Segment Start: LISTED ENTRIES

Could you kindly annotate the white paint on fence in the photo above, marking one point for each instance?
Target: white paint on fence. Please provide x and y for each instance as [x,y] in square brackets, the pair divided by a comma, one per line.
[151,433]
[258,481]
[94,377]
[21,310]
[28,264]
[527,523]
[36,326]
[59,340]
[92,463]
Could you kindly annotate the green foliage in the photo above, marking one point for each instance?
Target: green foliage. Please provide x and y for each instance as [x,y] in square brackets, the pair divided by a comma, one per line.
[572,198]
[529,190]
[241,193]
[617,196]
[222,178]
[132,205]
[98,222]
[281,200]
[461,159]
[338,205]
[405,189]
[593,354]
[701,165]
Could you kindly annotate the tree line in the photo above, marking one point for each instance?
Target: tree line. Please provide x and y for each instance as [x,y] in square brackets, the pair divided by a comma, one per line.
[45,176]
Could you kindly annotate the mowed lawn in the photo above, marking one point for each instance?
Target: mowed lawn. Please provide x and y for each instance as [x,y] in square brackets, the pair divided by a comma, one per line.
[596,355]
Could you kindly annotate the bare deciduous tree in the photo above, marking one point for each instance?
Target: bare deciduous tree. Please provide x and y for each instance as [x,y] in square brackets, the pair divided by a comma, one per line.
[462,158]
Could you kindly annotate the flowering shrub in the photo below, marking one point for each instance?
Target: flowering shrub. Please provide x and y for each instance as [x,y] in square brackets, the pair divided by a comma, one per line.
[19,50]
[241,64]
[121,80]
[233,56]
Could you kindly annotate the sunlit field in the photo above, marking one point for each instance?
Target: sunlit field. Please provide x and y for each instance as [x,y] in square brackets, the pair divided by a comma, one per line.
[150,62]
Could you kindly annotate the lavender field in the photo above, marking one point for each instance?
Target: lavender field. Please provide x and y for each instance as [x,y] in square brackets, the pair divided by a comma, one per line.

Segment End: LISTED ENTRIES

▶ EXERCISE DESCRIPTION
All that is wanted is a faithful reproduction of the line above with "Target: mowed lawn.", the line with "Could you kindly annotate the flowering", and every line in between.

▶ OUTPUT
Target: mowed lawn. Please provide x and y for each instance as [x,y] in square brackets, the pair divided by a comma, one per line.
[596,355]
Could you kindly annotate the bare deciduous tree in the photo above, marking one point for each instance?
Target: bare deciduous tree. Please provide x and y for each instance as [x,y] in square brackets, the pair divided by a comma, one per line.
[462,158]
Could you kindly annotate the flowering shrub in the photo below, marking one point for each instance?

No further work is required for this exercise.